_REQUIRED WORK:_
**1.** Answer these questions from the passage on bitcoin mining.
(a) Which two bodies work together to decide when fiat money is printed and distributed?
(b) What do miners get in exchange for their service?
(c) What is the list of transactions collected during a set period called?
**2.** Decide whether each statement agrees with the passage on bitcoin mining. Answer yes or no, and quote the words from the passage that decide it.
(a) Bitcoins are produced only through mining.
(b) A central body confirms bitcoin transactions and keeps their record.
(c) Miners write confirmed transactions into a general ledger.

_READING PASSAGE:_

###

Saturday 11 February 2017

How Bitcoin Mining Works: This Is Where Bitcoins Come From



As a bitcoin user, it’s responsive that you have the basics understanding of where bitcoins (your digital money) comes from, and how they are being produced into the market. As users of fiat money we know that the central bank and the federal government partner together to decide when to print and distribute money. 

With bitcoin, this is quite different as bitcoin are only produced through a method and process called mining. People who engage themselves by using special software and hardware to solve a mathematical problem in other to mine bitcoin are called miners and usually these people get reward a certain number of bitcoin in exchange for their service.



How Bitcoin Mining Take Place

Transactions are being carried out daily within bitcoin users who send and receive money from each other, and since bitcoin is open source and decentralize no one person or a central body confirms this transactions and keep their record. So the bitcoin network deals with this by collecting all of the transactions made during a set period into a list, called a block. It’s the miners’ job to confirm those transactions and write them into a general ledger.

###

Items from a dataset:
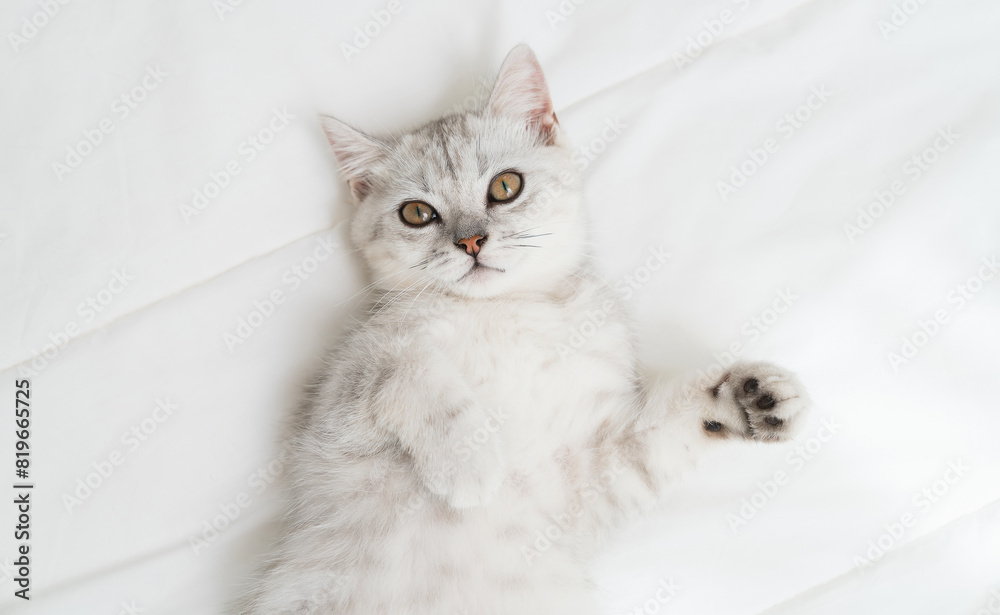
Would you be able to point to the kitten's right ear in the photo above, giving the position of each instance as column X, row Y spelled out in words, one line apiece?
column 355, row 151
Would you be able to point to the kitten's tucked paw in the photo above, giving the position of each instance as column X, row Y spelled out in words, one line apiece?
column 478, row 479
column 472, row 475
column 759, row 401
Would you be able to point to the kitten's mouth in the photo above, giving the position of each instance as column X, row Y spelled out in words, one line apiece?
column 478, row 271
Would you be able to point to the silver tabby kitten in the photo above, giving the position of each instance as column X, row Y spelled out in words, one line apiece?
column 451, row 428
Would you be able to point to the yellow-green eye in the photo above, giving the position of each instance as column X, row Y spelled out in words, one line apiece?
column 417, row 213
column 505, row 187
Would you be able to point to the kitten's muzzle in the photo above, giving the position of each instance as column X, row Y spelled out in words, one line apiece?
column 471, row 245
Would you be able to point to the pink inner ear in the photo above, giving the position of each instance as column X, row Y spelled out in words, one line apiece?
column 521, row 91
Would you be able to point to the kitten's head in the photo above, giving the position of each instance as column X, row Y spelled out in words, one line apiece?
column 478, row 204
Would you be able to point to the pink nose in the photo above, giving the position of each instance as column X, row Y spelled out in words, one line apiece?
column 472, row 244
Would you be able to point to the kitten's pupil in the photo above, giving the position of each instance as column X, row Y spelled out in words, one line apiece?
column 505, row 187
column 416, row 213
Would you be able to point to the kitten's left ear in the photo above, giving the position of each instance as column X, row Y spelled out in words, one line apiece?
column 356, row 154
column 520, row 91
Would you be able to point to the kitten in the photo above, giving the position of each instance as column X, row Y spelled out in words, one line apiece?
column 449, row 431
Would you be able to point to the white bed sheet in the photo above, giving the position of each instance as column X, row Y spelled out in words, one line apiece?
column 215, row 77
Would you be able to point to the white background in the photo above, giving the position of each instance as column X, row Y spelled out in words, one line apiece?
column 688, row 120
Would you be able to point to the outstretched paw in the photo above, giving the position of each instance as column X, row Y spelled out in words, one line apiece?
column 758, row 401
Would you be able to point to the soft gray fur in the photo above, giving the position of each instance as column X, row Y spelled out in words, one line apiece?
column 453, row 430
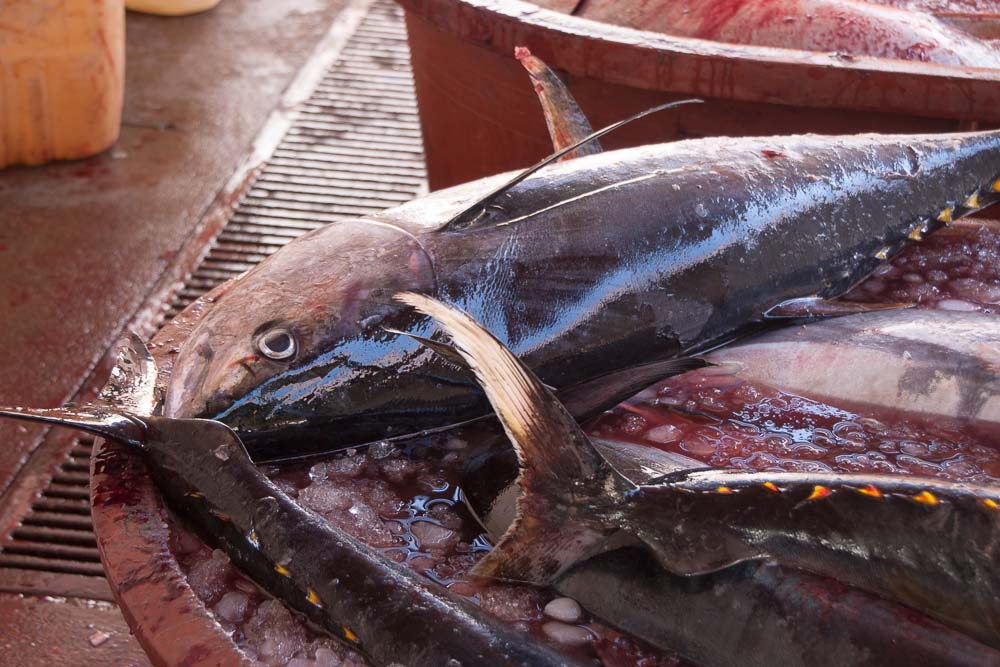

###

_PER-TASK ANSWERS:_
**1.**
(a) The central bank and the federal government.
(b) A certain number of bitcoin.
(c) A block.

**2.**
(a) Yes: "bitcoin are only produced through a method and process called mining"
(b) No: "no one person or a central body confirms this transactions and keep their record"
(c) Yes: "It’s the miners’ job to confirm those transactions and write them into a general ledger."